**** Data for review ****

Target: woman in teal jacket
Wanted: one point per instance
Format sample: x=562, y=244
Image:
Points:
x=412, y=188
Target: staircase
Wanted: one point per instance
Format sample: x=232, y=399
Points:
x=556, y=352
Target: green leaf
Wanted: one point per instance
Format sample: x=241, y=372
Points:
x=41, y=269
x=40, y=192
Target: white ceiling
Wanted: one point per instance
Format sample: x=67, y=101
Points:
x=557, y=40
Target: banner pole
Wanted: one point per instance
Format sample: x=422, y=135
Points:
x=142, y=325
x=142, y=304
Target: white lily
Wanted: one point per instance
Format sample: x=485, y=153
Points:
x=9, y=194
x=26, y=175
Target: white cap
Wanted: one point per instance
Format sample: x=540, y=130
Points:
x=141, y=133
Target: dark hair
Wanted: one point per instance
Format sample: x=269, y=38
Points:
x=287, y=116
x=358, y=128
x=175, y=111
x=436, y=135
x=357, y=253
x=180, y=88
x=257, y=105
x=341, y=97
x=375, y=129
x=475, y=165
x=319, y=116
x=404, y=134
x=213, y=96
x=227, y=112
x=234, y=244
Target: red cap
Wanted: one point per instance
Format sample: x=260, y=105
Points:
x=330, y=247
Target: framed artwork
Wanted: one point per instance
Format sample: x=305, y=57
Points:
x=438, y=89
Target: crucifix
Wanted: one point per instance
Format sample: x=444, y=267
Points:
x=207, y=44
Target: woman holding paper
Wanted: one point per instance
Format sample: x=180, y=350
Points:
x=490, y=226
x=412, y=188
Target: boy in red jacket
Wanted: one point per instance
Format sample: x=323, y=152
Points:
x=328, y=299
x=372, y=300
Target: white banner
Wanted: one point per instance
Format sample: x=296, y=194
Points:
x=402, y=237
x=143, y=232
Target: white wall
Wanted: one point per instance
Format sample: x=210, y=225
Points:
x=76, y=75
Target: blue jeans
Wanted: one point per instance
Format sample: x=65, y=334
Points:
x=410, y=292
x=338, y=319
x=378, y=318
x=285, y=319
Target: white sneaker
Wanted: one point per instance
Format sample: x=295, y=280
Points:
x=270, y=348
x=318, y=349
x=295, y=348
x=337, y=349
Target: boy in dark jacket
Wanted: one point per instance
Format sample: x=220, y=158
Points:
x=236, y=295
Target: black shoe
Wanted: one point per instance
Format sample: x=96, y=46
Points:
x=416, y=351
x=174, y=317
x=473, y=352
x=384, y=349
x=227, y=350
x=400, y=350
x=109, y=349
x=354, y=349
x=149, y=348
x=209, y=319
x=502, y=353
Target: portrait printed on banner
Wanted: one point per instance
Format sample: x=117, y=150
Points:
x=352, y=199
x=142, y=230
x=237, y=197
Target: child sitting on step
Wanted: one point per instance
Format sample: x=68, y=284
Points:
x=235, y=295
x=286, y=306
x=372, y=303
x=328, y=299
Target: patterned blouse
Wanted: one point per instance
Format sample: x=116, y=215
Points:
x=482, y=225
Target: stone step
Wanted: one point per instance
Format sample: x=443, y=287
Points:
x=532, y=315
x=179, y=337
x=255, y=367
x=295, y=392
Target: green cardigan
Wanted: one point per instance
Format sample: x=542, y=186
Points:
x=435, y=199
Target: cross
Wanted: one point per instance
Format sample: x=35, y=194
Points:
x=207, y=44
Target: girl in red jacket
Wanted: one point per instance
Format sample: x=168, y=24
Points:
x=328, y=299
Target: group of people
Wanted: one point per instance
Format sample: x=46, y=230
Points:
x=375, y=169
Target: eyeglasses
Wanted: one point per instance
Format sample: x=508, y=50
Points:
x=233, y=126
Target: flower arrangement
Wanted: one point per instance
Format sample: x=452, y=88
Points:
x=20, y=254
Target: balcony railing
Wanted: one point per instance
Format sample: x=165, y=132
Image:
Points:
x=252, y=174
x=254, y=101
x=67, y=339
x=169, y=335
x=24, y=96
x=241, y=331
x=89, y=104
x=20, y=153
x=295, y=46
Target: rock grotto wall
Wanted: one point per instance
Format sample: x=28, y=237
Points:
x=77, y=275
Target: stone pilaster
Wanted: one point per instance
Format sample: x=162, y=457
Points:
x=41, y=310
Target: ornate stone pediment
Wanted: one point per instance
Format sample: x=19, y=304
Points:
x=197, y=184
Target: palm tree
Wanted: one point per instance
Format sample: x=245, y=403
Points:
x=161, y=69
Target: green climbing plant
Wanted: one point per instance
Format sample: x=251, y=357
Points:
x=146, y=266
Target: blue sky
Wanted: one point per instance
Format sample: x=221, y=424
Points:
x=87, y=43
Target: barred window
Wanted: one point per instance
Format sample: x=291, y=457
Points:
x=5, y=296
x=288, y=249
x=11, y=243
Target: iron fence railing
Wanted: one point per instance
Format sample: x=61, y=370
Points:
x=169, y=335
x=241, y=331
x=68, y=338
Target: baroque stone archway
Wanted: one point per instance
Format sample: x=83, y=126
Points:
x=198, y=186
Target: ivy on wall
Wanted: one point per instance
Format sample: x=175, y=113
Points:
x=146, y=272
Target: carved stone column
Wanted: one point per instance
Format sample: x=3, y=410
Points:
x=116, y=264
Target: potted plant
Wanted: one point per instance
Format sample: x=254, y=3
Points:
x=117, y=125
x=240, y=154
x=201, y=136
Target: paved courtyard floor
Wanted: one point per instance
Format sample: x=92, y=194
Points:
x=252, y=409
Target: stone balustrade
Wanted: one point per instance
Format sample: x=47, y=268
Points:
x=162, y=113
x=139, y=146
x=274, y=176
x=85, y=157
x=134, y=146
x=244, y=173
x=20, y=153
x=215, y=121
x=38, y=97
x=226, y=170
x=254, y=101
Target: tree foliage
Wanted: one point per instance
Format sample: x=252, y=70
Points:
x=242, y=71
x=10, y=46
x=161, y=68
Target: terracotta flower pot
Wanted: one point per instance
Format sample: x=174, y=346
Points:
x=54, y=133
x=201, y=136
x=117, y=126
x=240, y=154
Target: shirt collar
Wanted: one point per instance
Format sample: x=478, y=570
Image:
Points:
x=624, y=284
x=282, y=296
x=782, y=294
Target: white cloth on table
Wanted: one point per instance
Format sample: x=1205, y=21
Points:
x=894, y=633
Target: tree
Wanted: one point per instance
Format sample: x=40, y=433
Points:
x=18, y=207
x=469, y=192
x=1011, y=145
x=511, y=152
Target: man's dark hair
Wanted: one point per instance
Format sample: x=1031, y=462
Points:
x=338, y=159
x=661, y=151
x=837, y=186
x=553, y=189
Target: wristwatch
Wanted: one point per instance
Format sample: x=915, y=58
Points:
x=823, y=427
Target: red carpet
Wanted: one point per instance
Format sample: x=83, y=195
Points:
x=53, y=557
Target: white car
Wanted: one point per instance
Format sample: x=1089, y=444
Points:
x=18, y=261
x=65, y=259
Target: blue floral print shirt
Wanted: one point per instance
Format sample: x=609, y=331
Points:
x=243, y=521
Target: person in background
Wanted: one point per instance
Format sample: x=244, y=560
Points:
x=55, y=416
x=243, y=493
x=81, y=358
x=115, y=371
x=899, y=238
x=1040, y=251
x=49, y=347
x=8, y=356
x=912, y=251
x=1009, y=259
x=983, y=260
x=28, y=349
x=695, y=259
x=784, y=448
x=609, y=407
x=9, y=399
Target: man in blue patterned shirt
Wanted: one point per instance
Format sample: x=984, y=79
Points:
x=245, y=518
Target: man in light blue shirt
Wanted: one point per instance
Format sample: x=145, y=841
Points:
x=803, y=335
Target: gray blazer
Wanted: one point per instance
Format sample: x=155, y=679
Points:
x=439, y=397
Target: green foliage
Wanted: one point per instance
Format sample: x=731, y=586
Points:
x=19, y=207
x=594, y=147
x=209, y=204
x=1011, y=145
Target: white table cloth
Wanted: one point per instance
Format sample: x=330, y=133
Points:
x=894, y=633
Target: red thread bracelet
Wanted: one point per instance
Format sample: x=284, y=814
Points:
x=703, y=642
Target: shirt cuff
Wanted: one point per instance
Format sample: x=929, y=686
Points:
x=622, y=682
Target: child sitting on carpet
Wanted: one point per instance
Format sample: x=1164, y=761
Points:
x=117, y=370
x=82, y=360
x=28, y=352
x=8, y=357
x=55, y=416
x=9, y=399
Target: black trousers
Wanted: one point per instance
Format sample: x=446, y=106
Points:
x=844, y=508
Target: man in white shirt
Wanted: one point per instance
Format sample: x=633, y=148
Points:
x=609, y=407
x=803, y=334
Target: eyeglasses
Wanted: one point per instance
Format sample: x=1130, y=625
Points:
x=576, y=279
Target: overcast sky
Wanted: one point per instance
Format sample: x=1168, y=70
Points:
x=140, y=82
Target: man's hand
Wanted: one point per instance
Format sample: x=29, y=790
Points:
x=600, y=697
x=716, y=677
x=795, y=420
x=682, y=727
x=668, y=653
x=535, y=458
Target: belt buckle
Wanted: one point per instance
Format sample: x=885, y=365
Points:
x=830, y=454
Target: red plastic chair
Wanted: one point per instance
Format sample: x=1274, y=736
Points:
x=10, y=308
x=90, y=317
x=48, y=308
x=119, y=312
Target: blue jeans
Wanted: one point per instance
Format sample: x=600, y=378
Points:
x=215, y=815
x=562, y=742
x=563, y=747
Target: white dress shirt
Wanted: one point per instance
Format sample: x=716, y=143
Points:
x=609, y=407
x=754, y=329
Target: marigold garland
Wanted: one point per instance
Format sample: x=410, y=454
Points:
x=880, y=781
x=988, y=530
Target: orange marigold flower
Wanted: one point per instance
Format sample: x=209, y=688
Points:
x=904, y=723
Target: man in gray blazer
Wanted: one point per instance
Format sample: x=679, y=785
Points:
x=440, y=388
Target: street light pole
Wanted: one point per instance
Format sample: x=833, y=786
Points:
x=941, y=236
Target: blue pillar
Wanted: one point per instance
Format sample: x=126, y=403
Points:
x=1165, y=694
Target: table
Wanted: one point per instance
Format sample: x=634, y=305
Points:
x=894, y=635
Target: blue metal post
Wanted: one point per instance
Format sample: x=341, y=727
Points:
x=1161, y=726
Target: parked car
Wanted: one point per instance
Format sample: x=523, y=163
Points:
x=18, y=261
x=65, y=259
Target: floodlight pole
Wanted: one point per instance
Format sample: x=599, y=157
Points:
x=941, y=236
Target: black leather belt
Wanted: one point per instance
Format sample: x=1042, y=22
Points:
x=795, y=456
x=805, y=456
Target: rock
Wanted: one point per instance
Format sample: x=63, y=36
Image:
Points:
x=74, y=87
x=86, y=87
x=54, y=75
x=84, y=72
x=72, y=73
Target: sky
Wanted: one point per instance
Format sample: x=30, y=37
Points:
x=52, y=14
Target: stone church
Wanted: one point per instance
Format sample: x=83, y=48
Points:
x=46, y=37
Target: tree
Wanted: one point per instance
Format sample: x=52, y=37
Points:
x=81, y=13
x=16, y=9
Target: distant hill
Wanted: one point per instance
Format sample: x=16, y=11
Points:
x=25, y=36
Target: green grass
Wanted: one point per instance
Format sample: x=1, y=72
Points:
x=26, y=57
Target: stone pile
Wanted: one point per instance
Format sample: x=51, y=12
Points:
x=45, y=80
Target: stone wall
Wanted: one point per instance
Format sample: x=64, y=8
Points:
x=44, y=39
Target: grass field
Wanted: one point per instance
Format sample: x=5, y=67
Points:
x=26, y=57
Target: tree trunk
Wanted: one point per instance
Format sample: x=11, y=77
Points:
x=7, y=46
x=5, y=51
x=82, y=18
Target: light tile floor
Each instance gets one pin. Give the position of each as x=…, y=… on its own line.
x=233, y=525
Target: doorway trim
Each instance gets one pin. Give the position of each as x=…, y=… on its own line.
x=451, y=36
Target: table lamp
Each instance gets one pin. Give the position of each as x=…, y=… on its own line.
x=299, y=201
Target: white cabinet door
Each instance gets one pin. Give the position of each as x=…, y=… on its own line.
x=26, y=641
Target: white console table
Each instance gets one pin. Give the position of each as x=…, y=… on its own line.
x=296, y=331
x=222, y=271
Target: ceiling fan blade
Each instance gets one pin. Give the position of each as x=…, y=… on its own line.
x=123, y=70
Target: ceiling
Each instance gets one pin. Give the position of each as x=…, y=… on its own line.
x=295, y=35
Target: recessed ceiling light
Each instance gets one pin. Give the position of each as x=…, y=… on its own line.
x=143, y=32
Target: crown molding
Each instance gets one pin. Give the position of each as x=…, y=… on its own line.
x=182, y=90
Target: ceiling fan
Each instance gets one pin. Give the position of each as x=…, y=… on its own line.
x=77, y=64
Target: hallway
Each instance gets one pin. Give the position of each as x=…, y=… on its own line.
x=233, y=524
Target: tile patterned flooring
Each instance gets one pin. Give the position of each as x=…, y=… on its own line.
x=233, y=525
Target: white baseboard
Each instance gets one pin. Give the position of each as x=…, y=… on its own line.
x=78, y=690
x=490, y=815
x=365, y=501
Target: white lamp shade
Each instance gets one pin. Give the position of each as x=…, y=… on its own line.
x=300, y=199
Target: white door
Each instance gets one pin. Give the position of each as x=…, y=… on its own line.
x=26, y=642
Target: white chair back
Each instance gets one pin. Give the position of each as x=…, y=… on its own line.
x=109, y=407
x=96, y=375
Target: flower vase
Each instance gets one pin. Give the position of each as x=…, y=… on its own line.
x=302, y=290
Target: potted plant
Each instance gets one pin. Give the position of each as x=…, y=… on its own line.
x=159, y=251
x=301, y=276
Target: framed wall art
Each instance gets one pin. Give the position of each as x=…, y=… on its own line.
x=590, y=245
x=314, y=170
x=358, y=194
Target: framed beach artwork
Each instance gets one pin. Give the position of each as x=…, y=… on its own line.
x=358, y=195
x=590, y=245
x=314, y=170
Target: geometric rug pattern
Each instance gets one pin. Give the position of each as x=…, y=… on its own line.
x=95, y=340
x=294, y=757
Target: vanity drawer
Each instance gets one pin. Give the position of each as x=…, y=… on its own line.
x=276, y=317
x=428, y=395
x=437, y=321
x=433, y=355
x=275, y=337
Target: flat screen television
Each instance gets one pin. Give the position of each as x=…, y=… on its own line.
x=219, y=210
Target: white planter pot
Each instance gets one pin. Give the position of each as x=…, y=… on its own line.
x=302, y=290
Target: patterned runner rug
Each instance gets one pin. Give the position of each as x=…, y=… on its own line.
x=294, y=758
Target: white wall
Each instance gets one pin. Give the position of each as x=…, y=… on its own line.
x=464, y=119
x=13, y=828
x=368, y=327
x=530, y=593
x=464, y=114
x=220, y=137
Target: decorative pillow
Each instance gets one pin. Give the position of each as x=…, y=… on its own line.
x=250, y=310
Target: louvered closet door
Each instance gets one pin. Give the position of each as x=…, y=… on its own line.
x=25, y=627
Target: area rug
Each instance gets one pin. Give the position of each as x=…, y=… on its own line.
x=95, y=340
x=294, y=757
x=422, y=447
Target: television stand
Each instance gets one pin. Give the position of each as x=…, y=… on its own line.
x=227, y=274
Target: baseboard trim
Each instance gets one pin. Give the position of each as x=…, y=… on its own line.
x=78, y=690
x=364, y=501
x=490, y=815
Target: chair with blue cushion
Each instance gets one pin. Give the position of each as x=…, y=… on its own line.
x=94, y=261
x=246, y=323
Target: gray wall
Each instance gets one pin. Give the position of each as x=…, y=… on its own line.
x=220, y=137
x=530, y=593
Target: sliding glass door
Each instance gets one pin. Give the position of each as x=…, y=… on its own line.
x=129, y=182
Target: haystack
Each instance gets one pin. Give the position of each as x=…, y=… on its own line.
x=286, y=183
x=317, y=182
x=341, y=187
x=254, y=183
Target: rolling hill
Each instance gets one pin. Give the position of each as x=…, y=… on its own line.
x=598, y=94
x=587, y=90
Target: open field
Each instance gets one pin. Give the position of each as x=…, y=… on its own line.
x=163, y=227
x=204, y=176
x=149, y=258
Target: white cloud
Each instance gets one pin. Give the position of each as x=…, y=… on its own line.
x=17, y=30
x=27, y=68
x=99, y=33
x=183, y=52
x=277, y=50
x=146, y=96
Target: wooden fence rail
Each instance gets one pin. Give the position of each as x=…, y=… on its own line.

****

## Action item
Please reproduce, exactly as they appear above, the lines from the line containing "Format sample: x=599, y=157" up to and including the line containing "Format sample: x=51, y=12".

## Written reply
Format sample: x=599, y=157
Points:
x=941, y=236
Target: black leather belt
Wanted: one point per instance
Format sample: x=1042, y=22
Points:
x=795, y=456
x=805, y=456
Target: rock
Wanted: one point per instance
Format sample: x=63, y=36
Image:
Points:
x=74, y=87
x=86, y=87
x=54, y=75
x=84, y=72
x=72, y=73
Target: sky
Wanted: one point per instance
Format sample: x=30, y=37
Points:
x=52, y=14
Target: stone church
Wanted: one point per instance
Format sample: x=83, y=48
Points:
x=46, y=37
Target: tree
Wanted: one point per instance
Format sample: x=52, y=37
Points:
x=81, y=13
x=16, y=9
Target: distant hill
Wanted: one point per instance
Format sample: x=16, y=11
Points:
x=25, y=36
Target: green grass
Wanted: one point per instance
Format sample: x=1, y=72
Points:
x=26, y=57
Target: stone pile
Wanted: one point per instance
Format sample: x=51, y=12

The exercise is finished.